• [Texto para leitura]:
━━━━━━━━

Comparando Marx e Turgenev (impressionante as várias coincidências que os ligavam, como a data de nascimento e morte, entre outras), o autor faz uma comparação também entre a ideologia e o seu ódio a tudo que lhe escapa ou está fora da sua formulação, a realidade, com os seus acertos e erros:

"Marx alegava conhecer os homens, mas os conheceu somente como seus inimigos. Apesar de ser um dialético hegeliano, ele não se interessava pelas contradições da vida. Nem a gentileza tampouco a crueldade o tocavam; os homens eram simplesmente os ovos dos quais a gloriosa omelete seria um dia feita. E ele seria instrumental nessa operação.
Quando consideramos nossos reformadores sociais - a linguagem que usam, suas preocupações, seu estilo, as categorias de seus pensamentos - eles se assemelham mais com Marx ou com Turgenev? Turgenev, que escreveu um maravilhoso ensaio intitulado 'Hamlet e Dom Quixote', um título que fala por si só, não teria ficado surpreso ao descobrir que o estilo marxista triunfou.

━━━━━━━━

• [Enunciado a]:
Indique se cada afirmação abaixo está de acordo com o texto sobre Marx e Turgenev, respondendo sim ou não e citando literalmente as palavras do texto que decidem a questão: (i) Marx conheceu os homens apenas como seus inimigos; (ii) Marx se interessava pelas contradições da vida; (iii) Turgenev teria ficado surpreso ao saber que o estilo marxista triunfou.

━━━━━━━━

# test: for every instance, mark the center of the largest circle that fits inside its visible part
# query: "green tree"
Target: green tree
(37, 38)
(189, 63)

━━━━━━━━

• [Enunciado b]:
Apresente todas as linhas de dados acima como um CSV de duas colunas, "entrada" e "saida", com uma linha do CSV para cada linha de dados: na primeira coluna vai o texto e na segunda a resposta, cada um em um único campo entre aspas, com as quebras de linha trocadas por espaços.

• [Resolução a]:
(i) Sim: "mas os conheceu somente como seus inimigos".
(ii) Não: "ele não se interessava pelas contradições da vida".
(iii) Não: "não teria ficado surpreso ao descobrir que o estilo marxista triunfou".

• [Resolução b]:
entrada,saida
"# test: for every instance, mark the center of the largest circle that fits inside its visible part # query: ""green tree"" Target: green tree","(37, 38) (189, 63)"